Repeat the records exactly. Every line must match.

--- Begin Excerpted records ---

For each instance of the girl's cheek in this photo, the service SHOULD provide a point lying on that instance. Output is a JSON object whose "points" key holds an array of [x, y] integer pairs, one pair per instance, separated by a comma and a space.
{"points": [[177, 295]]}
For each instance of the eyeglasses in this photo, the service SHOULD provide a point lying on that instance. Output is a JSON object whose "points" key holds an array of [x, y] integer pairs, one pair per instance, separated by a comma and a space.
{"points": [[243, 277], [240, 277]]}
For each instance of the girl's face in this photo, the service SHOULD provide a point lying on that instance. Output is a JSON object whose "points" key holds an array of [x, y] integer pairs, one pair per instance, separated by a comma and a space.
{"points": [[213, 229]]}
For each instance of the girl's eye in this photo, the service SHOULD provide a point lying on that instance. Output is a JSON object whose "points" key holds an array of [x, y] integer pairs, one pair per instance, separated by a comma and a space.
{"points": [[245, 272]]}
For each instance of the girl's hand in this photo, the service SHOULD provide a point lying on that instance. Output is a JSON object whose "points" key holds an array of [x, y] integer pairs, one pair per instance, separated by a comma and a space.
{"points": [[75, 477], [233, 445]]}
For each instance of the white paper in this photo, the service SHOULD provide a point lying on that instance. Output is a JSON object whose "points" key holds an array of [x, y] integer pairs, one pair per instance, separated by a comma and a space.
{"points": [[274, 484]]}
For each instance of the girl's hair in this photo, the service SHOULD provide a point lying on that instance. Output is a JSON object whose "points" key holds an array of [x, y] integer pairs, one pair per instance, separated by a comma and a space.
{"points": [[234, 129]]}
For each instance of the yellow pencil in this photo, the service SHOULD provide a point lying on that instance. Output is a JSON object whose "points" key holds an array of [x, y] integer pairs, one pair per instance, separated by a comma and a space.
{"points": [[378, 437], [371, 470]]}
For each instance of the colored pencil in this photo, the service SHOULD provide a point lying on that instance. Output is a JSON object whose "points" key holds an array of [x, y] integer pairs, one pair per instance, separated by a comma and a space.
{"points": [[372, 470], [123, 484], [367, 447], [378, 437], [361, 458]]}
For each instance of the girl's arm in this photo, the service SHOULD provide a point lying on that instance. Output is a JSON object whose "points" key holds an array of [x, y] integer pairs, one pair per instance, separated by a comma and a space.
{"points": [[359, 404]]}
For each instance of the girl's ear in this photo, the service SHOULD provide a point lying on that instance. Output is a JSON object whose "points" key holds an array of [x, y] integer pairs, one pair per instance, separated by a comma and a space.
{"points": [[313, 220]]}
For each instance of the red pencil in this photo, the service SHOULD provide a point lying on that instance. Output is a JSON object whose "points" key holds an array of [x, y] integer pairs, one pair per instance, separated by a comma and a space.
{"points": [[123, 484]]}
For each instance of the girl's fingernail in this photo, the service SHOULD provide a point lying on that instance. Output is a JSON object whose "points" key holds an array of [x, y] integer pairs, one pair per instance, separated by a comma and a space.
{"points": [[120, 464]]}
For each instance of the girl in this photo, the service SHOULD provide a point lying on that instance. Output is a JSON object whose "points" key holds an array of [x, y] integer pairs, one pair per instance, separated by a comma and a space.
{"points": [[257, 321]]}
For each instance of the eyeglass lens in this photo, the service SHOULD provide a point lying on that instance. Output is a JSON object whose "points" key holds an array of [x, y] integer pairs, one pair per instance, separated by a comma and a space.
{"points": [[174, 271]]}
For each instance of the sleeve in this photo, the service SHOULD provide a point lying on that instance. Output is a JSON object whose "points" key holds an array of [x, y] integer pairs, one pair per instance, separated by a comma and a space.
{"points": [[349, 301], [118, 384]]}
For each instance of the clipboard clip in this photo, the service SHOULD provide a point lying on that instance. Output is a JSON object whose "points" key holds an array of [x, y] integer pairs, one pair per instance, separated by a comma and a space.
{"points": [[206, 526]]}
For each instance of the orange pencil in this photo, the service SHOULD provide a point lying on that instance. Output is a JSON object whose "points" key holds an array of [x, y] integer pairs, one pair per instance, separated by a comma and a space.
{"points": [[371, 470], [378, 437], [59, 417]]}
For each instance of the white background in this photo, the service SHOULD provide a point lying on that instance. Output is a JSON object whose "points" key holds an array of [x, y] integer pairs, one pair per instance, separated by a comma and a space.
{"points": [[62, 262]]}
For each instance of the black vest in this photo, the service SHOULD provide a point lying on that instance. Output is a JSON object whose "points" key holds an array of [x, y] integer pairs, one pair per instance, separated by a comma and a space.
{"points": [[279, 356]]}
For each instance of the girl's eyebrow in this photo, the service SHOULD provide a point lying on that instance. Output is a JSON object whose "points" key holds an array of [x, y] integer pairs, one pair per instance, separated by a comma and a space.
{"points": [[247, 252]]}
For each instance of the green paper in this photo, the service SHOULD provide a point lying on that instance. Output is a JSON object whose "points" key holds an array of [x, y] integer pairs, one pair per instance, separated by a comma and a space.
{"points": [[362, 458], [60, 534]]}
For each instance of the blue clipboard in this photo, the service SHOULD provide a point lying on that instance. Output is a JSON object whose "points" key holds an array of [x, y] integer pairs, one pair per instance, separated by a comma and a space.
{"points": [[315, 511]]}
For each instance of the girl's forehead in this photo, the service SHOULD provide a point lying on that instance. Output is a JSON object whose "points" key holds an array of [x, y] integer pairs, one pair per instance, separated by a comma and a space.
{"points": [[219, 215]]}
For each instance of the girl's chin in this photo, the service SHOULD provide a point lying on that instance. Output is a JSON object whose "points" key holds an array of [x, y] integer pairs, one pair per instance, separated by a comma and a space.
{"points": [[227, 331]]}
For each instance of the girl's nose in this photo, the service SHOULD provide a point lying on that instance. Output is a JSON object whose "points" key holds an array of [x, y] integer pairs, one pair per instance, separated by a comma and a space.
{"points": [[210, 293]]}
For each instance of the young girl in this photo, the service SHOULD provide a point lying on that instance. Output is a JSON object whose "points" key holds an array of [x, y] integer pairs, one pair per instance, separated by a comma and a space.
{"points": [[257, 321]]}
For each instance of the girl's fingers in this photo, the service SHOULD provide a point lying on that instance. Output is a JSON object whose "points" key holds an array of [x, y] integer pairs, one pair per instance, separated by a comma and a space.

--- End Excerpted records ---

▶ **Solved exercise**:
For each instance of the girl's cheek in this photo, the service SHOULD provide a point lying on that instance. Output is a JSON object whose "points" key holds an array of [x, y] integer pairs, one pair per instance, separated by a comma and a space.
{"points": [[177, 295]]}
For each instance of the eyeglasses in this photo, the service SHOULD provide a point lying on that instance. Output is a JSON object whose "points" key holds an array of [x, y] integer pairs, one pair per instance, separated by a comma and a space.
{"points": [[243, 277], [240, 277]]}
For each instance of the girl's face in this photo, the service SHOULD provide a point lying on that instance. Output is a JSON object whose "points" key holds an array of [x, y] integer pairs, one pair per instance, separated by a comma and a space.
{"points": [[213, 229]]}
For each instance of the girl's eye in this photo, the service SHOULD provide a point lying on that instance. Output is a JSON object whose "points" key holds an array of [x, y] integer pairs, one pair per instance, separated by a comma and a space.
{"points": [[245, 272]]}
For each instance of the girl's hand in this photo, the service SHOULD provide a point lying on that instance. Output is a JSON object whose "points" key holds an array of [x, y] integer pairs, one pair per instance, separated by a comma and a space.
{"points": [[75, 477], [233, 445]]}
For each instance of the white paper in this photo, the service SHOULD provide a point lying on that instance. Output is a JSON object whose "points" key holds an array of [x, y] integer pairs, one pair per instance, separated by a comma and a space.
{"points": [[274, 484]]}
For each instance of the girl's hair in this photo, the service SHOULD provide a point lying on that instance. Output is a JSON object whose "points" key holds an array of [x, y] integer pairs, one pair per instance, separated by a comma and a space.
{"points": [[234, 129]]}
For each instance of the yellow pencil in this photo, the service SHOULD provide a point lying on that instance. Output is a JSON object whose "points" key holds an array of [x, y] integer pairs, one pair per instance, separated by a comma and a space.
{"points": [[378, 437], [371, 470]]}
For each instance of the colored pencil in this photo, the service SHOULD provide a point lying on that instance. Output is a JSON object whose "points" key holds an array of [x, y] integer pairs, one pair per instance, separated by a comma and a space.
{"points": [[372, 470], [123, 484], [367, 447], [378, 437], [361, 458]]}
For each instance of the girl's arm in this photo, the service SHOULD provide a point lying on that instance. Output is a JSON object whose "points" key holds an array of [x, y] integer pairs, one pair per instance, separated by a comma and a space.
{"points": [[359, 404]]}
For each instance of the girl's ear in this photo, the service SHOULD provide a point lying on that instance. Output is a JSON object whose "points" key holds an array of [x, y] integer pairs, one pair per instance, separated by a comma and a space.
{"points": [[313, 220]]}
For each instance of the red pencil in this photo, the service SHOULD provide a point lying on that instance. Output is a JSON object whose "points" key holds an array of [x, y] integer pairs, one pair per instance, separated by a comma and a space.
{"points": [[123, 484]]}
For each instance of the girl's fingernail in this photo, the service SHOULD provide a point lying on that instance. Output is a JSON object whose "points" key holds an array of [x, y] integer pairs, one pair per instance, separated by a comma and a space.
{"points": [[120, 464]]}
For each instance of the girl in this photo, the service SHOULD provide a point lying on that instance. Output is a JSON object whose "points" key holds an array of [x, y] integer pairs, one pair per instance, separated by a comma and a space.
{"points": [[257, 321]]}
For each instance of the eyeglass lens in this photo, the service SHOULD provide a point lying on that instance. Output is a JSON object whose "points" key holds an array of [x, y] integer pairs, one pair per instance, separated by a comma and a space.
{"points": [[174, 271]]}
For each instance of the sleeve in this photo, the service SHOULD provide a point lying on that instance. Output is a JSON object whose "points" key holds an array of [x, y] integer pairs, one pair per instance, separated by a comma and a space.
{"points": [[349, 301], [118, 384]]}
For each instance of the clipboard clip in this photo, the service SHOULD provide a point lying on that instance. Output is a JSON object whose "points" key holds an array of [x, y] integer pairs, one pair per instance, separated by a comma and a space.
{"points": [[206, 526]]}
For each instance of the orange pencil in this photo, the service SHOULD provide a point lying on that instance. Output is a JSON object whose "points" key holds an array of [x, y] integer pairs, one pair per instance, separated by a comma and a space.
{"points": [[371, 470], [378, 437], [59, 417]]}
For each instance of the white background in this photo, the service SHOULD provide a point lying on that instance. Output is a JSON object whose "points" key holds an array of [x, y] integer pairs, one pair per instance, separated by a comma and a space.
{"points": [[62, 262]]}
For each instance of the black vest in this photo, the service SHOULD provide a point lying on that instance. Output is a JSON object whose "points" key holds an array of [x, y] integer pairs, one pair per instance, separated by a comma and a space.
{"points": [[279, 356]]}
For each instance of the girl's eyebrow in this photo, the service SHOULD provide a point lying on that instance. Output is a JSON object whose "points" key holds an array of [x, y] integer pairs, one pair per instance, separated by a comma and a space.
{"points": [[247, 252]]}
For each instance of the green paper in this photo, the service SHOULD provide a point lying on that instance. Output is a JSON object whose "points" key holds an array of [x, y] integer pairs, one pair per instance, separated by a comma and a space.
{"points": [[362, 458], [60, 534]]}
For each instance of the blue clipboard in this photo, the service SHOULD provide a point lying on that instance. Output is a JSON object whose "points" key holds an array of [x, y] integer pairs, one pair per instance, separated by a comma and a space.
{"points": [[315, 511]]}
For each instance of the girl's forehead in this photo, the service SHOULD provide a point lying on that instance. Output is a JSON object whose "points" key holds an array of [x, y] integer pairs, one pair per instance, separated by a comma and a space.
{"points": [[219, 215]]}
For each instance of the girl's chin in this photo, the service SHOULD provide a point lying on that instance. Output is a JSON object whose "points" key holds an array of [x, y] integer pairs, one pair per instance, separated by a comma and a space.
{"points": [[227, 331]]}
For each instance of the girl's nose in this photo, the service SHOULD provide a point lying on that instance. Output is a JSON object whose "points" key holds an array of [x, y] integer pairs, one pair per instance, separated by a comma and a space.
{"points": [[210, 293]]}
For each instance of the young girl in this photo, the service SHOULD provide a point lying on that instance. Output is a JSON object whose "points" key holds an array of [x, y] integer pairs, one pair per instance, separated by a comma and a space.
{"points": [[257, 321]]}
For each instance of the girl's fingers in this photo, the service SHOULD provide a point lying on that instance. Output is a JSON object whose "points" key holds an array of [x, y] integer pairs, one pair per instance, separated by a comma and a space.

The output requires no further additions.